• The exercise
Could you copy out the records below, putting "image coordinates" wherever "pixel coordinates" appears and keeping everything else the same?

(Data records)
********
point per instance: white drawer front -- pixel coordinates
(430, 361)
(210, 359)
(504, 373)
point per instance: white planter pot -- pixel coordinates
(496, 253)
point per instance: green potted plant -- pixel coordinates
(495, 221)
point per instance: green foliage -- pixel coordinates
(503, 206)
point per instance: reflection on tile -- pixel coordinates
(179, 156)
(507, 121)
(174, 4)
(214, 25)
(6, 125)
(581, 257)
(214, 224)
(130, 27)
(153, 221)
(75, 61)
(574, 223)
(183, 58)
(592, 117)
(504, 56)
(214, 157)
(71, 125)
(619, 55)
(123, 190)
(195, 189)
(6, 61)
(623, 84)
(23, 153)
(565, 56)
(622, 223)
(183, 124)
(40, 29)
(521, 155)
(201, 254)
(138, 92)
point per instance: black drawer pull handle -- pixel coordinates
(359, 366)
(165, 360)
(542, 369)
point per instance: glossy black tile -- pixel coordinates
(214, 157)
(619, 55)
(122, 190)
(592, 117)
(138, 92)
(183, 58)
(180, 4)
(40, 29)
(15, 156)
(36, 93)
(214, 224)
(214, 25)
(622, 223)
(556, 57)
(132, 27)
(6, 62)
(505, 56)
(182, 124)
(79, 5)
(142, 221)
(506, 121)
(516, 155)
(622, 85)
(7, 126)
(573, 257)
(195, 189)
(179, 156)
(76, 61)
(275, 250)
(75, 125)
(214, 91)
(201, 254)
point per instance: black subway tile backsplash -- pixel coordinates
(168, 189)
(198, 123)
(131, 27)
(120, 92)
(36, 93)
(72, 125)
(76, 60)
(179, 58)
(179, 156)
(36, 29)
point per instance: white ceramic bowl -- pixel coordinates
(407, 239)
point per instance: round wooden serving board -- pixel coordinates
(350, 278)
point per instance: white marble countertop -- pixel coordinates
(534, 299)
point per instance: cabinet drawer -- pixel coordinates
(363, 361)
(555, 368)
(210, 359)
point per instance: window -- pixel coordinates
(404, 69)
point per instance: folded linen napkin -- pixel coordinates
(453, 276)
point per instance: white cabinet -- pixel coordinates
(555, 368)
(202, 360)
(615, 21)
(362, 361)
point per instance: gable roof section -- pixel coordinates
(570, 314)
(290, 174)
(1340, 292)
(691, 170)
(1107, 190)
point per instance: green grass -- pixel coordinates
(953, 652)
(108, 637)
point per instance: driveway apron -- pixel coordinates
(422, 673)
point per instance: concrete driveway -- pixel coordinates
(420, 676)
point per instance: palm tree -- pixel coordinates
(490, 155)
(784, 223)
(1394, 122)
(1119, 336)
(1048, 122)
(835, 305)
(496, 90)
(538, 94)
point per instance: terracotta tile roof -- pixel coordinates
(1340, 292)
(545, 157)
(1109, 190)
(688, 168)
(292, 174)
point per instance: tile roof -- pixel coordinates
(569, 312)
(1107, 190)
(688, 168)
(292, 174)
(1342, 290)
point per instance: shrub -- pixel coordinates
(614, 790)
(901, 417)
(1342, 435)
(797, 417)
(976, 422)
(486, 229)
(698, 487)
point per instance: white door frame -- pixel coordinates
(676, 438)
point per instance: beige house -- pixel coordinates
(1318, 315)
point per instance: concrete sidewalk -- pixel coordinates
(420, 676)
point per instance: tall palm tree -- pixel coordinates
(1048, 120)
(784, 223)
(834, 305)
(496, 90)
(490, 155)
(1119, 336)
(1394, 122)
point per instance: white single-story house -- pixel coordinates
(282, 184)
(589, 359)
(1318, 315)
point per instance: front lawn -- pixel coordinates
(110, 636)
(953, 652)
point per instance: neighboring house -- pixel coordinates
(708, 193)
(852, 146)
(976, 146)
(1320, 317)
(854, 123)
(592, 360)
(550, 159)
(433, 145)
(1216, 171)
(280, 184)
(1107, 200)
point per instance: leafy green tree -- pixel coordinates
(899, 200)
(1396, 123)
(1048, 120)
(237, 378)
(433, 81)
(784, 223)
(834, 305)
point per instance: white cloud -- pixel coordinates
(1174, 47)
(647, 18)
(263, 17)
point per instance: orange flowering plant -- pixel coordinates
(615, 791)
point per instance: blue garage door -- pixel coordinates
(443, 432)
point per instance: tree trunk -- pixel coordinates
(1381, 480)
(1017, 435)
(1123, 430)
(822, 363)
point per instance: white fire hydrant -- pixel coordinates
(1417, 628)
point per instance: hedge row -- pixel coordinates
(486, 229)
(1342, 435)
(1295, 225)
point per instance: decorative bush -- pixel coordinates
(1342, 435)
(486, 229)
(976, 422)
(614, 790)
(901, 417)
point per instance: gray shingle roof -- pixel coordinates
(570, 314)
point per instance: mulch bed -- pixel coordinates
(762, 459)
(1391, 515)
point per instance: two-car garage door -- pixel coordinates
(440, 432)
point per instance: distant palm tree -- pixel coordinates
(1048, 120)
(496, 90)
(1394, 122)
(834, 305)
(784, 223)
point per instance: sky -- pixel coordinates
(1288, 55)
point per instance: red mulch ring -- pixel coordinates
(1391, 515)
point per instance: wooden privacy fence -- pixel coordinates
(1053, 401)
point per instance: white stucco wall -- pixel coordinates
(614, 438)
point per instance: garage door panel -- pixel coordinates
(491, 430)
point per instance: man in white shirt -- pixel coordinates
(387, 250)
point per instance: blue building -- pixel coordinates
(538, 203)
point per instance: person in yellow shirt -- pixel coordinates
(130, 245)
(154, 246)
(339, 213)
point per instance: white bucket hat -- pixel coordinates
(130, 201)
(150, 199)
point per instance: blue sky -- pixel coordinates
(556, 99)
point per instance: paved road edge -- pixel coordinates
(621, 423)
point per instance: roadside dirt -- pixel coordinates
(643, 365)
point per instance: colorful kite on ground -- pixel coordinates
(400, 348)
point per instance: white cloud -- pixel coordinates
********
• Solution to this task
point per instance: white drawer front -- image coordinates
(430, 361)
(210, 359)
(504, 373)
point per instance: white planter pot -- image coordinates
(496, 253)
point per instance: green potted plant -- image coordinates
(495, 221)
point per instance: green foliage -- image coordinates
(503, 206)
point per instance: reflection on tile -- image coordinates
(179, 156)
(507, 121)
(174, 4)
(214, 25)
(6, 125)
(581, 257)
(214, 224)
(130, 27)
(153, 221)
(75, 61)
(574, 223)
(183, 58)
(592, 117)
(504, 56)
(214, 157)
(71, 125)
(619, 55)
(123, 190)
(195, 189)
(6, 61)
(623, 84)
(23, 153)
(565, 56)
(622, 223)
(183, 124)
(40, 29)
(521, 155)
(201, 254)
(138, 92)
point per instance: black drawer pull handle -- image coordinates
(359, 366)
(165, 360)
(542, 369)
point per instance: glossy black tile -- image coordinates
(214, 157)
(619, 55)
(122, 190)
(592, 117)
(138, 92)
(183, 58)
(180, 4)
(40, 29)
(15, 156)
(36, 93)
(214, 224)
(214, 25)
(622, 223)
(556, 57)
(132, 27)
(6, 62)
(505, 56)
(182, 124)
(79, 5)
(142, 221)
(506, 121)
(516, 155)
(622, 85)
(7, 126)
(573, 257)
(195, 189)
(179, 156)
(76, 61)
(275, 250)
(75, 125)
(214, 91)
(201, 254)
point per instance: black subway tile backsplash -- image coordinates
(168, 189)
(198, 123)
(131, 27)
(120, 92)
(36, 93)
(72, 125)
(76, 60)
(179, 58)
(179, 156)
(36, 29)
point per instance: white ceramic bowl -- image coordinates
(407, 239)
point per instance: round wooden serving board -- image coordinates
(350, 278)
point per instance: white marble countertop -- image coordinates
(534, 299)
point per instance: cabinet drawer -- image coordinates
(363, 361)
(555, 368)
(210, 359)
point per instance: window -- image coordinates
(404, 69)
point per instance: folded linen napkin -- image coordinates
(453, 276)
point per instance: white cabinet -- image coordinates
(555, 368)
(202, 360)
(615, 21)
(362, 361)
point per instance: gable roof section -- image coordinates
(570, 314)
(290, 174)
(1340, 292)
(691, 170)
(1107, 190)
point per instance: green grass -- image coordinates
(953, 652)
(108, 637)
point per instance: driveway apron -- image coordinates
(422, 673)
point per instance: concrete driveway -- image coordinates
(420, 676)
point per instance: palm tree -- image coordinates
(490, 155)
(784, 223)
(1394, 122)
(1119, 336)
(1048, 122)
(835, 305)
(496, 90)
(538, 94)
point per instance: terracotta tile roof -- image coordinates
(1340, 292)
(545, 157)
(1109, 190)
(688, 168)
(292, 174)
point per instance: tile roof -- image coordinates
(569, 312)
(1107, 190)
(688, 168)
(292, 174)
(1342, 290)
point per instance: shrub -- image coordinates
(614, 790)
(901, 417)
(1342, 435)
(797, 417)
(976, 422)
(486, 229)
(698, 487)
point per instance: white door frame -- image coordinates
(676, 438)
point per instance: beige house -- image coordinates
(1318, 315)
point per instance: concrete sidewalk -- image coordinates
(420, 676)
point per instance: tall palm tree -- image coordinates
(1048, 120)
(784, 223)
(834, 305)
(496, 90)
(490, 155)
(1119, 336)
(1394, 122)
point per instance: white single-story house -- image coordinates
(282, 184)
(589, 359)
(1318, 315)
point per instance: front lawn -- image coordinates
(110, 636)
(953, 652)
point per instance: neighboring house -- image coordinates
(708, 193)
(852, 146)
(976, 146)
(1320, 317)
(854, 123)
(592, 360)
(550, 159)
(433, 145)
(1216, 171)
(280, 184)
(1107, 200)
point per instance: leafy green tree -- image coordinates
(899, 200)
(1396, 123)
(1048, 120)
(237, 378)
(433, 81)
(784, 223)
(834, 305)
point per instance: white cloud -- image coordinates
(1174, 47)
(647, 18)
(263, 17)
point per instance: orange flowering plant -- image coordinates
(615, 791)
point per instance: blue garage door -- image coordinates
(443, 432)
point per instance: tree trunk -- image coordinates
(1381, 480)
(1017, 435)
(1123, 430)
(822, 363)
point per instance: white fire hydrant -- image coordinates
(1417, 628)
point per instance: hedge row -- image coordinates
(486, 229)
(1342, 435)
(1295, 225)
point per instance: decorative bush -- image coordinates
(1342, 435)
(486, 229)
(976, 422)
(614, 790)
(901, 417)
point per instance: gray shingle roof -- image coordinates
(570, 314)
point per instance: mulch bed -- image coordinates
(762, 459)
(1391, 515)
point per instance: two-car garage door -- image coordinates
(440, 432)
point per instance: distant palm tree -- image coordinates
(1048, 120)
(496, 90)
(1394, 122)
(834, 305)
(784, 223)
point per instance: sky -- image coordinates
(1288, 55)
point per instance: red mulch ring -- image coordinates
(1391, 515)
point per instance: wooden privacy fence -- image coordinates
(1053, 401)
point per instance: white stucco wall -- image coordinates
(614, 438)
point per instance: garage door panel -- image coordinates
(491, 430)
point per instance: man in white shirt -- image coordinates
(387, 250)
point per instance: blue building -- image coordinates
(538, 203)
point per instance: person in yellow shirt -- image coordinates
(130, 245)
(154, 246)
(339, 213)
point per instance: white bucket hat -- image coordinates
(130, 201)
(150, 199)
point per instance: blue sky -- image coordinates
(556, 99)
point per instance: paved road edge -- image coordinates
(621, 423)
point per instance: roadside dirt -- image coordinates
(643, 365)
point per instance: colorful kite on ground -- image coordinates
(400, 348)
point per instance: white cloud -- image coordinates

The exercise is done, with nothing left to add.